## Page text
┄┄┄┄┄┄┄┄┄┄
Subaru showed an "STI Performance Concept." The media's reward was box lunches containing a vegetable or turkey wrap, bag of chips and a cookie, according to one server.

The Lexus Press Event, above and below, included loud music, strobe lights and the unveiling of two news models. What really surprised me was how many members of the world automotive media stood up and applauded when the wraps came off. What exactly were they applauding?

General Motors President Dan Amman gave the keynote address in his pronounced New Zealand accent. Here, he looks like he is praying no one in the audience asks him what he has to say to the families of drivers killed by Chevrolet's cheap ignition switches.

I heard this man say he is a member of the BMW board. Big deal.

This sleek machine reportedly has an MSRP of $2.3 million.

Only invitees holding a black card were admitted into Porsche's hospitality lounge.

Fancy tail lights aren't enough to elevate the body of the Toyota Mirai fuel-cell sedan above the ordinary.

In the United States, Toyota will sell only 3,000 Mirais from the fourth quarter of 2015 through 2017, a spokeswoman said on Wednesday, citing the limited places to refuel the car with hydrogen.

The Volkswagen e-Golf and other purely electric cars from Ford and Mitsubishi look like kitchen appliances when compared to Tesla Motors' luxurious Model S, which has more than twice to three times their range on a full charge.

Wednesday, April 1, 2015

World's automakers unveil their latest ideas for hastening climate change

Instead of showing a production model of the next-generation Prius hybrid, Toyota unveiled the Mirai fuel-cell sedan at the New York International Auto Show press preview today. Only 3,000 will be available in the U.S. from the last quarter of this year through 2017, a spokeswoman said.

The interior and exterior of the Mirai are underwhelming -- too reminiscent of the Camry. The electric-drive sedan will have a range of 300 miles on a fill-up of hydrogen.


Only a small fraction of the hundreds of vehicles on display at the New York International Auto Show in Manhattan can be considered environmentally friendly.
┄┄┄┄┄┄┄┄┄┄
## Records provided
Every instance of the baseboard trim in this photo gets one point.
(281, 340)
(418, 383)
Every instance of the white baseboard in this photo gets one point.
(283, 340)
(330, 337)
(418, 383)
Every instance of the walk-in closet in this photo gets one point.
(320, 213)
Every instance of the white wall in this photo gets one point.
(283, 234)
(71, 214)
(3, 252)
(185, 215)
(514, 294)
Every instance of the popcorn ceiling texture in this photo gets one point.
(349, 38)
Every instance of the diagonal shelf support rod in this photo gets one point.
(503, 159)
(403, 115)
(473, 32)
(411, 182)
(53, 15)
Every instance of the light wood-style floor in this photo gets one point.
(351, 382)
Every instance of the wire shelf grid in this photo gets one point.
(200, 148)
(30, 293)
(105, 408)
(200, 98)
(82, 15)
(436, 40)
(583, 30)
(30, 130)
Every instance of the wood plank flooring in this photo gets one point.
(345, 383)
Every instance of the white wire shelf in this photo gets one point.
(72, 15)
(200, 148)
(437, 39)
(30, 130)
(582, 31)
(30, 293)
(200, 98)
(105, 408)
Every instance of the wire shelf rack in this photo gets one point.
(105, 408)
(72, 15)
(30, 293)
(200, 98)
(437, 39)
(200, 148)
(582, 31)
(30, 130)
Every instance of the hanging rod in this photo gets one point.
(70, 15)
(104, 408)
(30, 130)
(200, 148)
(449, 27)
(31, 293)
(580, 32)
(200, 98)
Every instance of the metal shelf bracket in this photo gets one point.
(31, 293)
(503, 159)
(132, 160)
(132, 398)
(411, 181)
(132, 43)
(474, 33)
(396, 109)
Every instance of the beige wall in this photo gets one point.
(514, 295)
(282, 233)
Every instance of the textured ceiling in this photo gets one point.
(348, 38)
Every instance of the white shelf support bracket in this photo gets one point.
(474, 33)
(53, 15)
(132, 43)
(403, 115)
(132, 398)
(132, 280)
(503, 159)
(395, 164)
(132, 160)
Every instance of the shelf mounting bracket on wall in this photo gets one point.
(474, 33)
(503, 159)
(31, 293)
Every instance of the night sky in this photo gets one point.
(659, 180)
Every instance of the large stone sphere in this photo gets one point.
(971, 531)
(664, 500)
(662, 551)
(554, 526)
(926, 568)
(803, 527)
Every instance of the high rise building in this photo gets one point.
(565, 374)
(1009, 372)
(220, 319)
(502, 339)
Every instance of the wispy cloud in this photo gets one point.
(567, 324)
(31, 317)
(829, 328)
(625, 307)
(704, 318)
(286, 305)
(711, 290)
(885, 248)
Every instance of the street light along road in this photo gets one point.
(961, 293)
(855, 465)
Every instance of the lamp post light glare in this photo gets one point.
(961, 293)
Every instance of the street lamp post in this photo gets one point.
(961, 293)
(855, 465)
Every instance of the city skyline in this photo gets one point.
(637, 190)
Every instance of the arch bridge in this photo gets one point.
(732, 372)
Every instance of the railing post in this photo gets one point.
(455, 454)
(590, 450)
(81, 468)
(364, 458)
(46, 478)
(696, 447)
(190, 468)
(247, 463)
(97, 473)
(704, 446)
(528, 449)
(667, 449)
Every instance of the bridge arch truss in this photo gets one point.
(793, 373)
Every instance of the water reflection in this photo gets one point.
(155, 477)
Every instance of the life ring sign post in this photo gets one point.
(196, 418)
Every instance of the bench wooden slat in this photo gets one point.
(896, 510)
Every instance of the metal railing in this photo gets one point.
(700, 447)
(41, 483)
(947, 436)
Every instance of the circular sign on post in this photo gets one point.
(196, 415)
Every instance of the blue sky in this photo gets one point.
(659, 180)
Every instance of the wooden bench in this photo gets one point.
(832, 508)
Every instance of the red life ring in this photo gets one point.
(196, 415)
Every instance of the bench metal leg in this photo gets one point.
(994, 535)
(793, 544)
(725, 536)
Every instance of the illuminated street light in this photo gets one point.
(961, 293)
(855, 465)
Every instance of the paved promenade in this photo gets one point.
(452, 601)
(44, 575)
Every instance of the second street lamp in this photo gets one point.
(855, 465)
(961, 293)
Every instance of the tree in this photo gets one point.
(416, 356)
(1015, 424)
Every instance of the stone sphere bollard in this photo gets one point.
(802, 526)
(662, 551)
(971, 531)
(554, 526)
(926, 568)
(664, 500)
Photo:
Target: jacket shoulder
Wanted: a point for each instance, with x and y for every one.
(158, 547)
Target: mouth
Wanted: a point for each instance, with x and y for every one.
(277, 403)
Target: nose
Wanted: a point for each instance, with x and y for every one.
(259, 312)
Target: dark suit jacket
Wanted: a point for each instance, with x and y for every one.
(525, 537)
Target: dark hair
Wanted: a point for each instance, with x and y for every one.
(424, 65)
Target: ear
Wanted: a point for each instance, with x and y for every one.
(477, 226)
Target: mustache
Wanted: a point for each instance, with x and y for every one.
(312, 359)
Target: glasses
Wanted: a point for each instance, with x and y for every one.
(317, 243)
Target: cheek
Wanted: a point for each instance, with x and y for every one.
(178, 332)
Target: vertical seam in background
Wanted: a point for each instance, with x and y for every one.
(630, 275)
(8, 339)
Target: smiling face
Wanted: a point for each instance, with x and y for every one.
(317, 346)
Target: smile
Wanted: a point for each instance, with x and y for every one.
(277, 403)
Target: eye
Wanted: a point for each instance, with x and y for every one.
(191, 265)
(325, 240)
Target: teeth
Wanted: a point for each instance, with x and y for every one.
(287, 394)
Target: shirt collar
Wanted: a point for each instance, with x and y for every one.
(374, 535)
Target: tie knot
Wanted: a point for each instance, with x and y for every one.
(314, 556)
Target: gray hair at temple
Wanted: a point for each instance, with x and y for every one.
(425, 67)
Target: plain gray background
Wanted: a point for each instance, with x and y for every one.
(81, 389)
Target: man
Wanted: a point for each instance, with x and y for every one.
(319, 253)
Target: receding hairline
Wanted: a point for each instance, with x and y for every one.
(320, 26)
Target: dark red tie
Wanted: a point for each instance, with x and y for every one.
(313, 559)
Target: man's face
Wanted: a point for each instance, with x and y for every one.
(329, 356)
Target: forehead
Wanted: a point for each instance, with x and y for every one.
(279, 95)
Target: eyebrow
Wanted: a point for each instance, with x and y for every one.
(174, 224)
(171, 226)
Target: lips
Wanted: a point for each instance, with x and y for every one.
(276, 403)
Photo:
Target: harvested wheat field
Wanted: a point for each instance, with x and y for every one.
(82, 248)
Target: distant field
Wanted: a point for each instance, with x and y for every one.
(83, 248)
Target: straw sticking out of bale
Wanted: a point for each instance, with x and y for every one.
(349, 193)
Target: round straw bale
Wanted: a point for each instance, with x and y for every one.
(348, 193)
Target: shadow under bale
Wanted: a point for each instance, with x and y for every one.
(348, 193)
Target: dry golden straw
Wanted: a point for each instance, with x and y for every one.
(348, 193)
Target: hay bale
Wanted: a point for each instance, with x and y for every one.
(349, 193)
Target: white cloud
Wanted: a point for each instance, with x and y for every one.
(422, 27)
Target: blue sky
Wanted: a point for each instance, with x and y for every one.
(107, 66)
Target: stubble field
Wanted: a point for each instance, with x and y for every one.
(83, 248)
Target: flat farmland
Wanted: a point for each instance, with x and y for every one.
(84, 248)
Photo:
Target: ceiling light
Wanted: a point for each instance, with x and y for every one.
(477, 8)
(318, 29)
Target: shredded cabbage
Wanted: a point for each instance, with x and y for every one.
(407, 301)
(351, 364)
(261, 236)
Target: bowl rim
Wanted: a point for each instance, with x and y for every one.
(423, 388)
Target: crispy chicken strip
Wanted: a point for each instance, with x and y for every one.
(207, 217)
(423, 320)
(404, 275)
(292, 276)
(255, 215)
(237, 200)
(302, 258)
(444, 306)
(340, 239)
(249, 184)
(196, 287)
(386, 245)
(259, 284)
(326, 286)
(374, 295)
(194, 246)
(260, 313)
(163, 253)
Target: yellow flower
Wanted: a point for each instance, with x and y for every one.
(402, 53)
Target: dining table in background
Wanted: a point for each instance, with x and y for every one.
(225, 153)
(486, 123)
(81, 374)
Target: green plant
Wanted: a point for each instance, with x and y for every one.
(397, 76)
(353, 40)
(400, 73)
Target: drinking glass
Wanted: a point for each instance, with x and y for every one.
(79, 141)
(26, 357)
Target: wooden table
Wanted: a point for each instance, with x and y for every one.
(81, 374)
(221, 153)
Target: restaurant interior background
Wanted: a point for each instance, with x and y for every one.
┄┄┄┄┄┄┄┄┄┄
## Exercise tasks
A – According to the auto show post, what range will the Mirai have on a fill-up of hydrogen?
B – Continue the auto show post from its last sentence.
The rows have nothing to do with the auto show post.

## Answers for the exercise
A – 300 miles.

B –
At today's press preview in the Javits Center, I saw a handful of purely electric cars, maybe a dozen gas-electric hybrids and Toyota's hydrogen fuel-cell vehicle, which is going on sale later this year in very limited numbers.

After all, the show is produced by the Greater New York Automobile Dealers Association, not the Environmental Protection Agency.

At the opening press breakfast this morning, dealer association President Mark Schienberg emphasized that performance is the leading factor driving new-car sales -- followed by technology and fuel efficiency.

In other words, don't look for a great many new products later this year and in 2016 that are aimed at slowing climate change.

The show opens to the public on Friday.

The Toyota Mirai's electric motor (rated at 153 horsepower), fuel cells and hydrogen tank, front to rear. The midsize, four-passenger Mirai will have an MSRP of $57,500.

The Ford Focus Electric.

Volkswagen's all-electric e-Golf.

Mitsubishi's all-electric, hard-to-pronounce i-MiEV.

The low-slung BMW i8 plug-in hybrid sports car has an MSRP of $137,450, but that doesn't include treatments from a chiropractor.

The new Ford GT, reminiscent of the race car that won Le Mans from 1966 to 1969, is going on sale next year.

Mazda's new MX-5 Miata.

Lincoln unveiled a limousine-like Continental Concept, which is expected to be produced for the 2017 model year. The announcer said the car will have soft-closing doors, which reminded be of the Toto toilet seat.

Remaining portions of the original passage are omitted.